● Aangeleverde gegevens
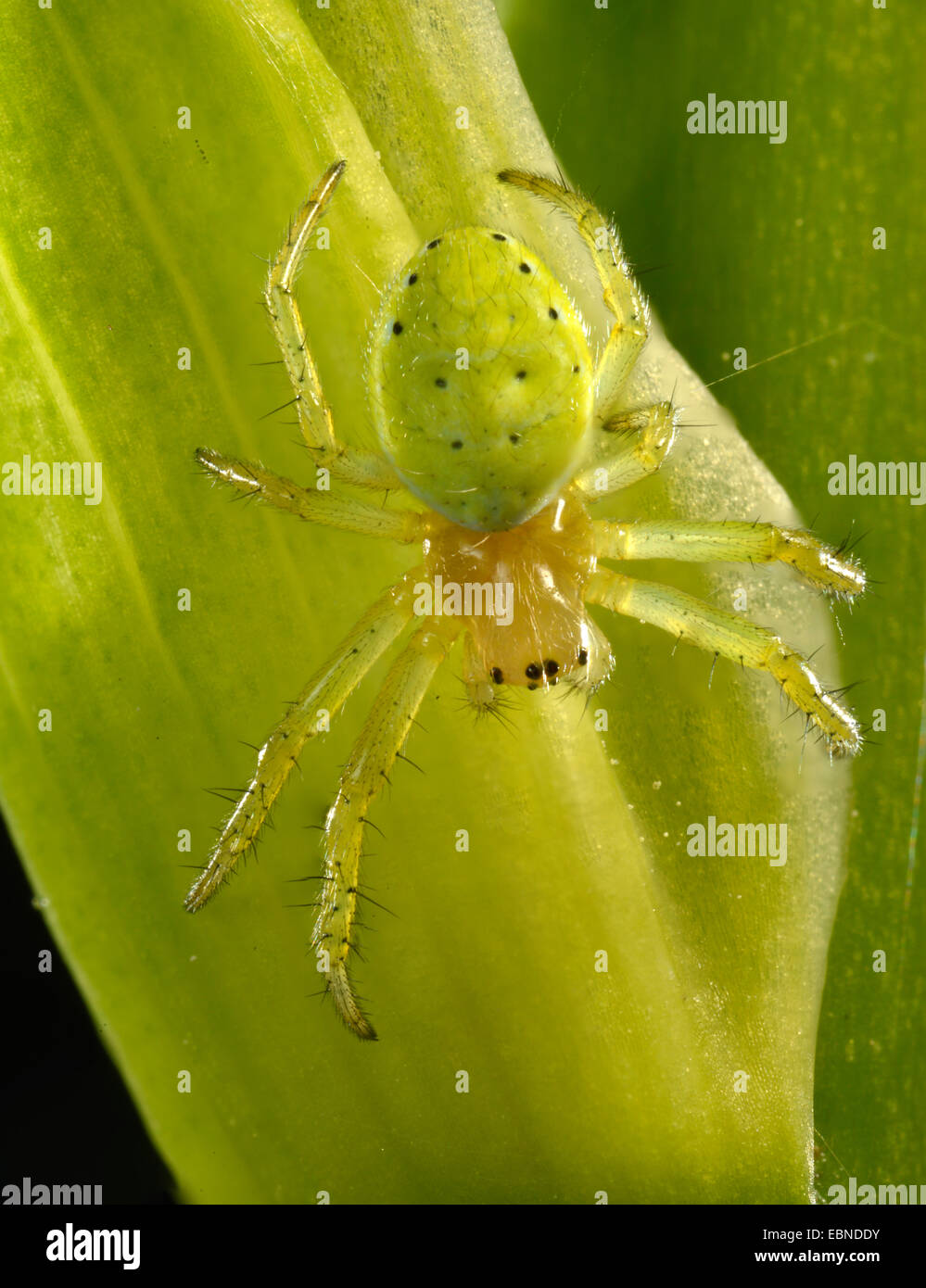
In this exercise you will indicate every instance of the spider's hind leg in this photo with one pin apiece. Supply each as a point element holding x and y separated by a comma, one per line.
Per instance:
<point>371,759</point>
<point>324,693</point>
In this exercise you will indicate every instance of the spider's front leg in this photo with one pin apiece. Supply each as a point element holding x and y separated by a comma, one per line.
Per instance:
<point>324,693</point>
<point>641,442</point>
<point>826,568</point>
<point>350,465</point>
<point>366,770</point>
<point>727,635</point>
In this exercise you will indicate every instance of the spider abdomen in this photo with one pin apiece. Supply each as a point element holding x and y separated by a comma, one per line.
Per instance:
<point>480,379</point>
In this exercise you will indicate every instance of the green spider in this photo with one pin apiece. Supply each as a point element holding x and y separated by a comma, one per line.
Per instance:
<point>505,452</point>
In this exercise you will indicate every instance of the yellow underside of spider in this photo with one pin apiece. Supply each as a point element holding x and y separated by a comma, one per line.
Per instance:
<point>491,411</point>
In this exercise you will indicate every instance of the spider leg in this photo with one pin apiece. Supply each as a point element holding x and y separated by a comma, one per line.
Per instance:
<point>822,565</point>
<point>253,479</point>
<point>323,696</point>
<point>644,439</point>
<point>314,413</point>
<point>384,733</point>
<point>622,297</point>
<point>362,469</point>
<point>728,635</point>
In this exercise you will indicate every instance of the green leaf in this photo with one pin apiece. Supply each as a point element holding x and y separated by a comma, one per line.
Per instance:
<point>579,1080</point>
<point>770,247</point>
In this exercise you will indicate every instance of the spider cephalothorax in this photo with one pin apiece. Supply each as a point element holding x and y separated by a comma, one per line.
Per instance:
<point>491,411</point>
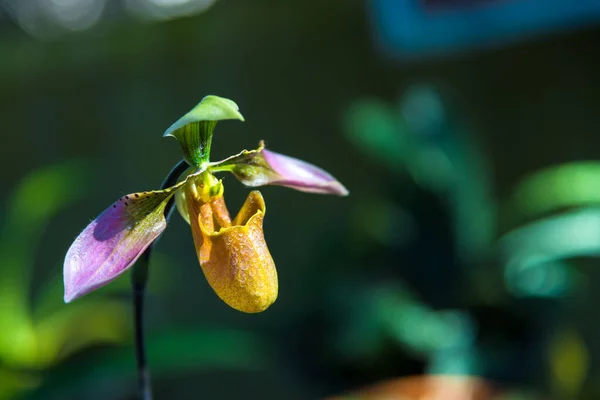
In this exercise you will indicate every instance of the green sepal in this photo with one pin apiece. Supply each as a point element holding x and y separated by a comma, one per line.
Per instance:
<point>247,166</point>
<point>195,129</point>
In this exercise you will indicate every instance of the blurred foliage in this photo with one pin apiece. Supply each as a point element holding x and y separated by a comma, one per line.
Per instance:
<point>468,245</point>
<point>40,332</point>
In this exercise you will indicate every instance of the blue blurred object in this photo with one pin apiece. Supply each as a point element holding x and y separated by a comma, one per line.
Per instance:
<point>416,28</point>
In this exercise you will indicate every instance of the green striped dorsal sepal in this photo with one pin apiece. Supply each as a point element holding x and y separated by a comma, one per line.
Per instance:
<point>195,129</point>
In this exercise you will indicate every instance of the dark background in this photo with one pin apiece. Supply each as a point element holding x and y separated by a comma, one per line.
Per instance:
<point>468,244</point>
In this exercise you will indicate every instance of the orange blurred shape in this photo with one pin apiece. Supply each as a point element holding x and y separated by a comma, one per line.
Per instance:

● Wat wordt verwacht
Kun je de volledige lijst hierboven bewerken door elke keer "one pin apiece" te vervangen door "a single marker each" en verder niets te wijzigen? Laat de afbeeldingen weg uit je antwoord.

● Oplossing oefening
In this exercise you will indicate every instance of the spider's hind leg in this photo with a single marker each. Supply each as a point element holding x and y separated by a comma, one per line.
Per instance:
<point>371,759</point>
<point>324,693</point>
In this exercise you will indicate every instance of the spider's front leg in this photo with a single marker each. Supply each as a point element holding x and y separated by a comma, one per line.
Per instance:
<point>324,693</point>
<point>641,442</point>
<point>826,568</point>
<point>350,465</point>
<point>366,770</point>
<point>727,635</point>
In this exercise you will indicate every instance of the spider abdomen in this photo with a single marker each. Supply each as a point element holding x and y separated by a comma, one per line.
Per instance:
<point>480,379</point>
In this exercise you will indicate every instance of the green spider in this photo with a single marker each. Supply each as a point element holding x and y separated by a comma, one per line.
Per instance:
<point>505,452</point>
In this exercise you will indicate every instance of the yellow underside of spider in this photo with a single marker each. Supply each as a point element holding x and y separated by a comma, one per line.
Per instance:
<point>491,411</point>
In this exercise you will indicate every instance of the spider leg in this photo with a single marker each. Supply each as a point element holding x and y separated by a comma, one per line.
Per instance:
<point>822,565</point>
<point>253,479</point>
<point>323,696</point>
<point>644,439</point>
<point>314,413</point>
<point>384,733</point>
<point>622,297</point>
<point>362,469</point>
<point>728,635</point>
In this exercise you will indicate every instance of the green leaf in this photo with a single marker each. Supply each as a point element holding x and y separated by a comma, one per line.
Per instance:
<point>579,1080</point>
<point>770,247</point>
In this exercise you will indicate every instance of the spider cephalothorax in this photo with a single marker each. Supply each as a point element holding x and y separated by a comma, one per line.
Per instance:
<point>491,411</point>
In this exercise you will indicate every instance of the green sepal in this photo with a single marker each. Supply each as a point element holding x and y separated by a comma, one per line.
Per instance:
<point>247,166</point>
<point>195,129</point>
In this exercise you will indicate every instance of the blurred foliage in this photo with a single marker each. Supply each as a point element holding x and y separated by a comma, one per line.
Per instance:
<point>468,245</point>
<point>40,332</point>
In this exercise you will indicate every instance of the blue blurred object in this photo with a single marker each. Supply each as a point element holding x and y separated by a comma, one per line.
Per instance:
<point>416,28</point>
In this exercise you will indicate every instance of the green striped dorsal sepal in this photo with a single marker each. Supply each as a point element holding x and y separated by a comma, one per line.
Per instance:
<point>195,129</point>
In this exercise you will indicate every instance of the dark background in this photo with a single marker each. Supply each as a point element holding x and y separated by a comma, one per line.
Per instance:
<point>468,244</point>
In this exercise you will indicate every instance of the orange blurred shape in this photo with a single marker each. Supply each as a point element holding x and y separated by a comma, one per line.
Per instance:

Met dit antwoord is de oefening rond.